## What the task requires
Please show each line in the rows below that contains the word "green".

## Provided records

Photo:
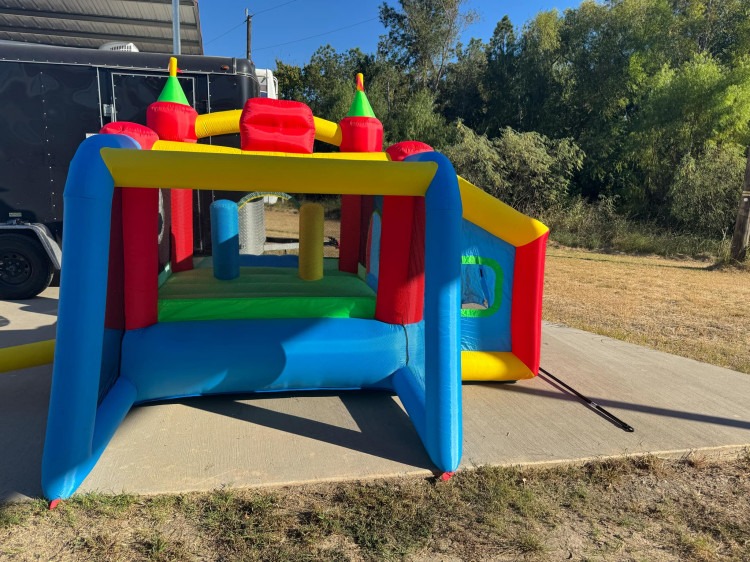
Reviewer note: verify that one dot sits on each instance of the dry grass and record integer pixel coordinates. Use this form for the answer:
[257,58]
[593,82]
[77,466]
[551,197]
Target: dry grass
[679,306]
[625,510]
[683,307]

==

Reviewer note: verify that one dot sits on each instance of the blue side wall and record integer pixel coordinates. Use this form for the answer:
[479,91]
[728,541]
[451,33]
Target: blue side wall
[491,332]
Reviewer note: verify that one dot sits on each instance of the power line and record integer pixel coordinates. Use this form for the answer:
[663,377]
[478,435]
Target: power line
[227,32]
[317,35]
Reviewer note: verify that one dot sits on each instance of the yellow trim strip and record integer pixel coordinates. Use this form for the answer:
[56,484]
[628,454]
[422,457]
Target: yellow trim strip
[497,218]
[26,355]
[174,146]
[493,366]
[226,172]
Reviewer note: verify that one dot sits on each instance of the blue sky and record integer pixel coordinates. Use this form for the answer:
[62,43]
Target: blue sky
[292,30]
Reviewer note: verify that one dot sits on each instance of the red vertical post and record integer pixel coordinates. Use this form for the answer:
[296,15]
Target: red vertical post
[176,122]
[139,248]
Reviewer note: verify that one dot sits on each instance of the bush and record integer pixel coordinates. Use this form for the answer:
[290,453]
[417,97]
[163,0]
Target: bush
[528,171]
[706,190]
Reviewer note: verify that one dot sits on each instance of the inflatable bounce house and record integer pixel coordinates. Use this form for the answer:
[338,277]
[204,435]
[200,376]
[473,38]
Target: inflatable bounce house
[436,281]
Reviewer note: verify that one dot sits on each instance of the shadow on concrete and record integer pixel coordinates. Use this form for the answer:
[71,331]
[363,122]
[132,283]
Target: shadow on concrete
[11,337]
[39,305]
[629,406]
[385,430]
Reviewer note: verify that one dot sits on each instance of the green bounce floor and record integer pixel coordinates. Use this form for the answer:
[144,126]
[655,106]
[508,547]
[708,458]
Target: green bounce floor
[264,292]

## Solved problem
Reviewer note: verify that one dot sits on each instance of the green bounce floor and record integer pixel coordinates. Use this form for the answer:
Target: green bounce floor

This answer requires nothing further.